Stated task:
Please put the rows starting at the line containing "query (the noun phrase to segment): player's" and ending at the line containing "POLYGON ((147 84, 142" into a numbered list, with blank lines omitted. Leave the pictures out of the answer.

Rows excerpted from a collection:
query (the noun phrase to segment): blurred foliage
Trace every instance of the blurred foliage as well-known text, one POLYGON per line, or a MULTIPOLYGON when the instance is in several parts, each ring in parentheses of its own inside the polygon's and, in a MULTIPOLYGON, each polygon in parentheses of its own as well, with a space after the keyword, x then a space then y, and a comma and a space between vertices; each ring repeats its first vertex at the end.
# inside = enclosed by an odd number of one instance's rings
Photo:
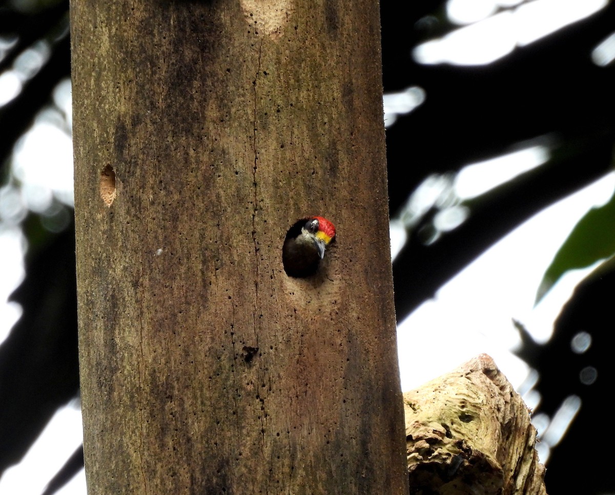
MULTIPOLYGON (((421 232, 434 227, 438 209, 423 212, 394 263, 399 321, 511 230, 612 170, 615 66, 597 66, 590 53, 613 32, 613 2, 491 64, 417 63, 411 55, 413 47, 457 27, 447 21, 444 5, 442 0, 381 2, 385 91, 415 85, 426 95, 424 103, 399 116, 387 130, 392 214, 402 211, 408 195, 434 174, 454 174, 468 163, 545 136, 551 158, 468 201, 469 217, 437 241, 426 243, 421 232)), ((0 4, 0 39, 10 45, 0 57, 0 74, 33 44, 54 40, 45 64, 14 99, 0 106, 2 185, 11 180, 15 142, 49 103, 58 82, 69 75, 68 9, 68 1, 58 0, 0 4)), ((614 208, 611 200, 587 214, 562 246, 546 279, 555 281, 568 270, 613 254, 614 208)), ((66 230, 54 233, 44 223, 42 216, 31 212, 21 224, 30 250, 26 278, 12 297, 22 305, 23 317, 0 345, 0 474, 19 461, 57 408, 78 394, 73 227, 69 223, 66 230)), ((604 417, 604 397, 613 381, 608 341, 615 293, 611 265, 612 260, 579 285, 551 341, 539 345, 526 338, 518 352, 539 373, 542 400, 538 411, 552 415, 571 394, 582 400, 577 419, 549 462, 549 493, 615 491, 615 481, 607 477, 570 475, 608 472, 608 455, 594 451, 579 459, 578 447, 587 442, 588 425, 604 417), (570 346, 581 329, 594 340, 590 352, 583 354, 570 346), (590 385, 579 380, 588 366, 600 372, 590 385)), ((52 486, 61 486, 79 469, 81 459, 77 450, 52 486)))
POLYGON ((536 295, 536 303, 566 271, 609 259, 592 272, 596 276, 610 269, 615 255, 615 195, 606 204, 592 208, 575 225, 547 268, 536 295))

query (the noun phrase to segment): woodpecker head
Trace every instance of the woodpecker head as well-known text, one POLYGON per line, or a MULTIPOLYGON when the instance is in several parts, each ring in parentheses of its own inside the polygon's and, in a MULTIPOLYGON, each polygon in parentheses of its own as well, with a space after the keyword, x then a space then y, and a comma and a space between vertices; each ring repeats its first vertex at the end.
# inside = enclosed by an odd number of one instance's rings
POLYGON ((284 270, 292 277, 314 274, 325 249, 335 240, 335 227, 323 217, 311 217, 296 222, 286 234, 282 250, 284 270))

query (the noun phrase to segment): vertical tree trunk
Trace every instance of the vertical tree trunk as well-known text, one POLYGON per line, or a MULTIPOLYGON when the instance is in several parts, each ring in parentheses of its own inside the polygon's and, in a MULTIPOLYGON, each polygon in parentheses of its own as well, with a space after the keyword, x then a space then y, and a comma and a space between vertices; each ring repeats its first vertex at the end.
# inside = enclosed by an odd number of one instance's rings
POLYGON ((90 495, 407 493, 379 22, 71 2, 90 495), (336 245, 290 278, 308 215, 336 245))

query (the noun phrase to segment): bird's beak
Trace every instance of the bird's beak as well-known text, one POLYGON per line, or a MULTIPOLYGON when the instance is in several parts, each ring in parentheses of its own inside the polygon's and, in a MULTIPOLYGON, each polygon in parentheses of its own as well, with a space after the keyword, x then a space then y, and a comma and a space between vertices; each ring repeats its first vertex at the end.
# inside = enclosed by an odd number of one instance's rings
POLYGON ((325 257, 325 241, 322 239, 314 239, 314 244, 316 244, 316 251, 318 251, 318 255, 322 260, 325 257))

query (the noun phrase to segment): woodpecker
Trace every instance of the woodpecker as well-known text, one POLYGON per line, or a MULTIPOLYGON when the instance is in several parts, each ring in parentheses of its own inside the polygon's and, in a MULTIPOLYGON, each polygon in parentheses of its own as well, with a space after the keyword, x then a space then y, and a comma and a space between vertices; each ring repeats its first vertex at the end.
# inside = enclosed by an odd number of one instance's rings
POLYGON ((288 229, 282 248, 282 262, 289 276, 314 275, 325 249, 335 240, 335 227, 323 217, 303 218, 288 229))

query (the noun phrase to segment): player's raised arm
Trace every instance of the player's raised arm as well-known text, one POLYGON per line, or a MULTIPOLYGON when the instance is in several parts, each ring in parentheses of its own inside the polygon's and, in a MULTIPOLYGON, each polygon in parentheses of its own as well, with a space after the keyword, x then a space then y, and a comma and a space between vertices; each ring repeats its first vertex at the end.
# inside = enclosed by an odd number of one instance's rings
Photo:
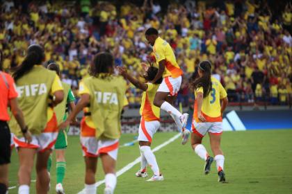
POLYGON ((147 84, 142 83, 139 80, 135 79, 134 78, 129 75, 129 73, 127 72, 127 69, 124 67, 117 67, 117 69, 119 71, 119 73, 122 75, 125 79, 127 79, 136 87, 139 88, 143 91, 147 90, 147 89, 148 88, 148 85, 147 84))

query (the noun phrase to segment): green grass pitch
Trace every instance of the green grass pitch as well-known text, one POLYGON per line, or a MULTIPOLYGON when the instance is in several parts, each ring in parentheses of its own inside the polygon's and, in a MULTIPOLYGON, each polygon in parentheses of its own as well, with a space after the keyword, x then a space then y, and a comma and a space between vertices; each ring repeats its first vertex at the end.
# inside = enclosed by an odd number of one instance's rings
MULTIPOLYGON (((120 145, 131 141, 137 134, 123 134, 120 145)), ((175 135, 175 132, 157 133, 152 148, 175 135)), ((67 171, 64 180, 66 194, 77 193, 84 186, 84 162, 78 136, 68 138, 67 171)), ((203 141, 209 152, 209 137, 203 141)), ((136 178, 139 169, 136 164, 117 178, 115 193, 292 193, 292 130, 258 130, 224 132, 222 149, 225 155, 226 178, 228 184, 217 182, 215 162, 209 175, 203 173, 204 161, 191 150, 189 143, 181 146, 180 139, 155 152, 165 180, 146 182, 136 178)), ((117 170, 136 159, 140 155, 138 146, 124 147, 119 150, 117 170)), ((53 158, 55 159, 55 157, 53 158)), ((18 159, 14 151, 10 166, 10 186, 17 185, 18 159)), ((55 163, 51 168, 51 188, 56 193, 55 163)), ((152 175, 150 168, 148 172, 152 175)), ((97 181, 103 179, 100 164, 97 181)), ((35 179, 35 172, 32 179, 35 179)), ((103 193, 104 184, 97 188, 103 193)), ((17 193, 17 188, 9 191, 17 193)), ((32 182, 31 193, 35 193, 32 182)))

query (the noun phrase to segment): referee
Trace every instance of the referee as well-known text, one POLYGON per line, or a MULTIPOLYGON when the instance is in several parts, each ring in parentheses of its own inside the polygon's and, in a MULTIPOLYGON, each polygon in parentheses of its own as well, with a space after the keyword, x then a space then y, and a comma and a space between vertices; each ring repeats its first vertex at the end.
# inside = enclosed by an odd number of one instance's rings
POLYGON ((0 194, 5 194, 8 186, 8 164, 11 155, 11 134, 7 124, 10 120, 7 111, 8 106, 28 143, 31 141, 31 135, 24 123, 22 112, 18 107, 14 80, 9 74, 2 71, 1 62, 2 53, 0 51, 0 194))

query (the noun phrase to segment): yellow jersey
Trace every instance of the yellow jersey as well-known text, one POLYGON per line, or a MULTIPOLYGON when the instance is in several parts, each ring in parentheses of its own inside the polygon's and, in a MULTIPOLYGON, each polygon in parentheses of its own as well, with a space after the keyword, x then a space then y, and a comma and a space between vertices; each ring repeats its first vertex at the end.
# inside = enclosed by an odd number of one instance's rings
POLYGON ((153 52, 154 53, 157 64, 161 60, 165 60, 165 69, 163 74, 163 78, 171 76, 176 78, 184 74, 177 62, 172 48, 165 40, 159 37, 155 40, 153 46, 153 52))
POLYGON ((155 94, 159 85, 147 83, 148 88, 143 92, 142 96, 141 107, 140 108, 140 114, 146 121, 159 121, 160 108, 154 106, 155 94))
MULTIPOLYGON (((215 78, 211 77, 212 90, 209 95, 203 98, 201 114, 206 118, 206 122, 221 122, 221 105, 220 100, 227 96, 227 94, 221 83, 215 78)), ((204 94, 203 87, 200 87, 195 91, 195 96, 197 93, 204 94)), ((197 123, 200 121, 197 118, 197 102, 195 100, 193 118, 197 123)))

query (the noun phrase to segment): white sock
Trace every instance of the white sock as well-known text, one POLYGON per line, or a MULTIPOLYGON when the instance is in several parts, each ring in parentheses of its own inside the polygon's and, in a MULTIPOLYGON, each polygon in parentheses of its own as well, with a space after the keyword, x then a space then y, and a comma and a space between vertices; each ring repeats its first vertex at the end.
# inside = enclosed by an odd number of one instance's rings
POLYGON ((113 193, 117 184, 117 176, 115 174, 108 173, 106 175, 104 179, 106 179, 106 187, 110 188, 113 193))
POLYGON ((29 186, 22 184, 18 188, 18 194, 29 194, 29 186))
POLYGON ((156 159, 154 154, 153 154, 152 150, 149 146, 143 146, 140 148, 142 153, 144 155, 144 157, 146 158, 149 166, 150 166, 151 169, 152 169, 153 173, 155 175, 159 176, 159 168, 158 167, 156 159))
POLYGON ((97 193, 97 187, 95 184, 86 184, 86 194, 96 194, 97 193))
POLYGON ((205 147, 202 144, 199 144, 195 147, 195 152, 204 161, 206 160, 209 156, 205 147))
POLYGON ((181 113, 179 111, 178 111, 172 105, 170 105, 166 101, 162 103, 161 107, 160 108, 164 111, 166 111, 170 114, 173 114, 175 116, 177 116, 177 118, 180 118, 182 116, 181 113))
POLYGON ((216 155, 214 159, 216 161, 216 167, 218 172, 222 170, 224 168, 224 156, 221 155, 216 155))
POLYGON ((140 170, 141 172, 146 171, 146 166, 147 166, 147 159, 144 155, 141 152, 141 147, 139 146, 140 153, 141 154, 141 168, 140 170))
POLYGON ((171 116, 171 117, 172 118, 172 119, 175 121, 175 124, 177 124, 177 130, 178 130, 179 132, 181 132, 181 127, 182 127, 182 126, 181 126, 181 121, 179 120, 179 118, 177 117, 177 116, 175 116, 175 115, 173 115, 173 114, 170 114, 170 116, 171 116))

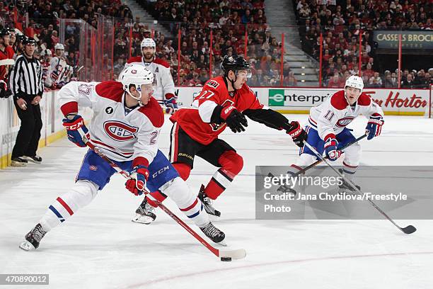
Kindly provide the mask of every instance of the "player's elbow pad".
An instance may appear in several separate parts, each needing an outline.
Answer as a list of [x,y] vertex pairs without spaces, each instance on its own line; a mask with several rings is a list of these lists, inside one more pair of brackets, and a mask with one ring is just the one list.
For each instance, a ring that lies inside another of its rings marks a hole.
[[210,123],[216,123],[220,124],[224,123],[224,120],[221,118],[221,112],[223,109],[221,106],[216,106],[212,112],[212,115],[211,115],[211,121]]

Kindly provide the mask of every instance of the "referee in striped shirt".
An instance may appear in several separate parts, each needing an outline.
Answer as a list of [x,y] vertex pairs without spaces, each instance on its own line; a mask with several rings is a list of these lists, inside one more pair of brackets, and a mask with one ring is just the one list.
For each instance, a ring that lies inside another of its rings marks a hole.
[[13,103],[21,120],[21,126],[12,150],[13,166],[25,166],[28,161],[40,163],[36,154],[42,127],[39,103],[44,91],[42,65],[33,54],[36,41],[31,38],[23,40],[23,53],[16,58],[9,84]]

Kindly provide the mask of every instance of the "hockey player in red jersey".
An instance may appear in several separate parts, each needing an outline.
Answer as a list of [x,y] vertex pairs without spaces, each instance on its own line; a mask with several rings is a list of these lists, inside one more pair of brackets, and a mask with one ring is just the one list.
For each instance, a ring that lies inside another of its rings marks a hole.
[[134,56],[129,58],[125,64],[125,68],[132,64],[143,65],[154,75],[154,97],[159,104],[166,106],[166,113],[173,114],[178,110],[175,96],[175,86],[170,65],[167,62],[155,56],[156,44],[152,38],[144,38],[141,44],[143,57]]
[[[243,161],[230,144],[218,138],[226,127],[234,132],[245,131],[246,115],[252,120],[284,130],[296,145],[302,147],[306,133],[297,121],[260,103],[246,84],[250,64],[240,56],[226,56],[222,62],[224,76],[208,80],[195,97],[192,108],[180,108],[171,116],[170,161],[180,177],[186,180],[193,168],[195,156],[219,167],[206,186],[202,186],[199,198],[207,212],[220,213],[212,206],[216,200],[239,174]],[[161,200],[163,196],[156,194]],[[137,210],[136,222],[149,223],[154,220],[154,204],[145,199]]]

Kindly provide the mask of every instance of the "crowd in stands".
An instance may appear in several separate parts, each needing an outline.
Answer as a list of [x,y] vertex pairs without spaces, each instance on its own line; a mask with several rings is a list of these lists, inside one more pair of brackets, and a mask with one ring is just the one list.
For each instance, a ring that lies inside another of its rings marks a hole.
[[[262,0],[144,2],[143,6],[173,35],[168,38],[155,32],[154,39],[158,57],[167,61],[172,67],[175,84],[202,85],[210,76],[210,62],[212,76],[219,75],[224,55],[236,54],[245,57],[246,51],[253,72],[248,81],[250,85],[280,84],[281,43],[271,35],[266,25]],[[139,55],[139,43],[151,32],[149,26],[136,19],[132,25],[133,55]],[[180,65],[177,51],[179,32]],[[119,45],[127,43],[125,34],[127,31],[122,33],[117,34],[116,42]],[[209,59],[211,41],[212,60]],[[120,60],[118,66],[121,67],[124,61]],[[285,83],[296,81],[293,74],[289,75],[288,67],[284,69],[284,74]]]
[[[323,86],[340,88],[350,75],[360,74],[366,87],[398,86],[397,72],[379,71],[372,32],[376,28],[432,29],[432,5],[427,1],[418,0],[417,5],[408,1],[400,3],[399,0],[391,3],[371,0],[294,1],[302,47],[316,59],[319,57],[319,35],[323,33]],[[14,2],[0,2],[1,26],[10,27],[5,18],[8,16],[9,21],[13,18]],[[252,86],[279,86],[282,72],[283,86],[298,84],[289,64],[282,65],[282,44],[266,24],[262,0],[142,2],[144,7],[170,31],[169,35],[155,30],[151,23],[142,22],[139,17],[133,19],[130,9],[120,0],[29,1],[23,8],[28,12],[29,19],[23,33],[37,41],[39,51],[48,49],[54,52],[54,45],[59,42],[59,19],[80,18],[98,28],[103,15],[115,19],[114,57],[111,59],[111,53],[103,56],[106,71],[112,69],[114,74],[107,77],[117,79],[127,59],[141,55],[143,38],[151,37],[156,42],[157,57],[169,63],[176,85],[202,85],[211,76],[221,73],[222,57],[233,54],[244,56],[250,62],[253,76],[248,84]],[[73,21],[67,23],[64,27],[63,44],[65,58],[70,65],[76,64],[80,53],[81,28]],[[362,54],[361,72],[358,71],[359,49]],[[418,72],[402,72],[402,87],[427,87],[433,83],[433,69],[427,69],[425,67]]]
[[[296,0],[294,5],[302,48],[318,60],[320,35],[323,35],[322,76],[324,86],[328,87],[342,87],[351,74],[361,75],[366,87],[397,87],[398,71],[381,72],[376,63],[379,57],[375,51],[373,30],[433,29],[429,0]],[[361,72],[358,71],[359,50]],[[425,88],[433,84],[432,76],[426,73],[427,69],[405,71],[402,87]]]

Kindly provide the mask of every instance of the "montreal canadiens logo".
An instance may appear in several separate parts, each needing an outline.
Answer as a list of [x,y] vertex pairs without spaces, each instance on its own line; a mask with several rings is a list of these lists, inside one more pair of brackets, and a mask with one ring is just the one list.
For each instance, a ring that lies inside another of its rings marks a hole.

Exercise result:
1. query (the noun phrase to segment): player's raised arm
2. Trace every instance of the player's raised arm as well-known text, one POLYGON per line, or a MULTIPOLYGON when the instance is in several parts, each ring in parentheses of its own inside the polygon's and, in a MULTIPOLYGON, each polygon in parentheses of its own as well, with a space after the keyword, x then a space then y, and a comma and a space between vertices; each ring repeats its first vertex at the end.
3. # inside = enclosed by an odd number of one instance's rings
4. Photo:
5. POLYGON ((147 84, 142 83, 139 80, 135 79, 134 78, 129 75, 129 73, 127 72, 127 69, 124 67, 117 67, 117 69, 119 71, 119 73, 122 75, 125 79, 127 79, 136 87, 139 88, 143 91, 147 90, 147 89, 148 88, 148 85, 147 84))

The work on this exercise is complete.